(begin)

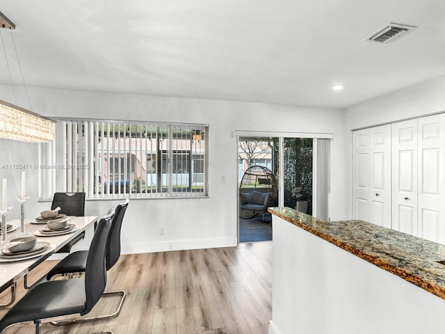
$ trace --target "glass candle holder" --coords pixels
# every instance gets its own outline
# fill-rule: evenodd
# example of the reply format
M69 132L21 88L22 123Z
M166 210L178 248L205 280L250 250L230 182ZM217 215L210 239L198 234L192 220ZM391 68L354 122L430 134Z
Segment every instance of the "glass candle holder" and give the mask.
M0 214L1 214L1 239L0 239L0 245L3 245L8 242L8 237L6 232L6 214L13 207L0 207Z
M20 202L20 234L19 237L23 237L28 234L25 231L25 202L29 199L29 196L17 196L15 199Z

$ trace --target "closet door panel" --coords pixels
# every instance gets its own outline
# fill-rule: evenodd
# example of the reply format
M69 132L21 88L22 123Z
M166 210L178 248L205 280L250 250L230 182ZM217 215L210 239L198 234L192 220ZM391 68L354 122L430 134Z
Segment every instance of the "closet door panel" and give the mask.
M353 219L370 221L369 130L353 132Z
M391 125L392 228L417 235L417 120Z
M391 125L370 129L371 222L391 228Z
M419 118L419 236L445 243L445 114Z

(end)

= TASK PROMPT =
Copy out all of the items above character for character, leaving out the pictures.

= EXERCISE RESULT =
$ trace --target "glass candle holder" --coords pixels
# every instance gets its own outline
# fill-rule: evenodd
# example of the reply format
M69 132L21 88L22 123Z
M166 210L178 248L205 280L250 250L230 182ZM217 215L210 239L198 234L192 220ZM391 68L354 122L430 134Z
Segment every instance of the "glass candle holder" and give the mask.
M0 214L1 214L1 239L0 239L0 245L3 245L8 242L8 237L6 232L6 214L13 207L0 207Z
M20 202L20 234L19 237L23 237L28 234L25 231L25 202L29 199L29 196L17 196L15 199Z

$ trace --target "closet door panel" --coords pixels
# every instance gets its own outline
# fill-rule: evenodd
# example of the reply format
M69 132L21 88L22 123Z
M166 210L178 248L205 280L250 250L230 182ZM217 215L210 239L198 234L192 220ZM391 68L354 122L430 134Z
Segment every instance of the "closet door panel" and give the mask.
M353 219L370 221L369 130L353 132Z
M391 125L392 228L417 235L417 120Z
M391 125L370 129L371 222L391 228Z
M419 118L419 236L445 243L445 114Z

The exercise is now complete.